• _TEXT SECTION_

A first novel, this is also a first person account of Scout's (Jean Louise) recall of the years that led to the ending of a mystery, the breaking of her brother Jem's elbow, the death of her father's enemy — and the close of childhood years. A widower, Atticus raises his children with legal dispassion and paternal intelligence, and is ably abetted by Calpurnia, the colored cook, while the Alabama town of Maycomb, in the 1930's, remains aloof to their divergence from its tribal patterns. Scout and Jem, with their summer-time companion, Dill, find their paths free from interference — but not from dangers; their curiosity about the imprisoned Boo, whose miserable past is incorporated in their play, results in a tentative friendliness; their fears of Atticus' lack of distinction is dissipated when he shoots a mad dog; his defense of a Negro accused of raping a white girl, Mayella Ewell, is followed with avid interest and turns the rabble whites against him. Scout is the means of averting an attack on Atticus but when he loses the case it is Boo who saves Jem and Scout by killing Mayella's father when he attempts to murder them. The shadows of a beginning for black-white understanding, the persistent fight that Scout carries on against school, Jem's emergence into adulthood, Calpurnia's quiet power, and all the incidents touching on the children's "growing outward" have an attractive starchiness that keeps this southern picture pert and provocative. There is much advance interest in this book; it has been selected by the Literary Guild and Reader's Digest; it should win many friends.

• _AIM 1_
Print the part of the records that opens with their first line and closes with the line containing "208 78 L 209".
The records that follow are unrelated to the book review.

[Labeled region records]
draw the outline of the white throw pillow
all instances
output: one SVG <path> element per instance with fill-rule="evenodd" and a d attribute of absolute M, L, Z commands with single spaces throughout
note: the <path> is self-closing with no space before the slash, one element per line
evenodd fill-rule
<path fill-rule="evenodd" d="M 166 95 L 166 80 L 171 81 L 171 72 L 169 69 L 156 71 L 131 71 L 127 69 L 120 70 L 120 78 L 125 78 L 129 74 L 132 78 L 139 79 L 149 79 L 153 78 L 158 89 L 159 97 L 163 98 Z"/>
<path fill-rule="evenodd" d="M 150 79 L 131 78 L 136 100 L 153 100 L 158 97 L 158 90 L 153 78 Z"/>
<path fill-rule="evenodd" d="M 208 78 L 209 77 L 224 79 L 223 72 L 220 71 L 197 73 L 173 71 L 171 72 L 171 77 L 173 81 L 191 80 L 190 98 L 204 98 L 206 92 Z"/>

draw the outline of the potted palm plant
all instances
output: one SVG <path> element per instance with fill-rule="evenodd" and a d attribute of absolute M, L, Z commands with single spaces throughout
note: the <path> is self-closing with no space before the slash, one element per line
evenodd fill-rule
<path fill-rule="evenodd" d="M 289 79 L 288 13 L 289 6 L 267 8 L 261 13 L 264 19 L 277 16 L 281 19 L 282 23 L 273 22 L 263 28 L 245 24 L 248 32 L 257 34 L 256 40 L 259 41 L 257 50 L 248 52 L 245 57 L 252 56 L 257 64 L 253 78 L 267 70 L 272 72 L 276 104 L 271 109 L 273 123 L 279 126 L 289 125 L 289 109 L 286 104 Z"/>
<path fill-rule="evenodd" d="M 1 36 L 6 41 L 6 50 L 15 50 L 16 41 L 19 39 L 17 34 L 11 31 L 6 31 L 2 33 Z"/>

• _AIM 2_
According to the book review, which two organizations selected the book?

• _TASK RESPONSE 1_
draw the outline of the white throw pillow
all instances
output: one SVG <path> element per instance with fill-rule="evenodd" and a d attribute of absolute M, L, Z commands with single spaces throughout
note: the <path> is self-closing with no space before the slash, one element per line
evenodd fill-rule
<path fill-rule="evenodd" d="M 166 95 L 166 80 L 171 81 L 171 72 L 169 69 L 156 71 L 131 71 L 127 69 L 120 70 L 120 78 L 125 78 L 129 74 L 132 78 L 139 79 L 149 79 L 153 78 L 158 89 L 159 97 L 163 98 Z"/>
<path fill-rule="evenodd" d="M 150 79 L 131 78 L 136 100 L 153 100 L 158 97 L 158 90 L 153 78 Z"/>
<path fill-rule="evenodd" d="M 208 78 L 209 77 L 224 79 L 223 72 L 220 71 L 197 73 L 173 71 L 171 72 L 171 77 L 173 81 L 191 80 L 190 98 L 204 98 L 206 92 Z"/>

• _TASK RESPONSE 2_
The Literary Guild and Reader's Digest.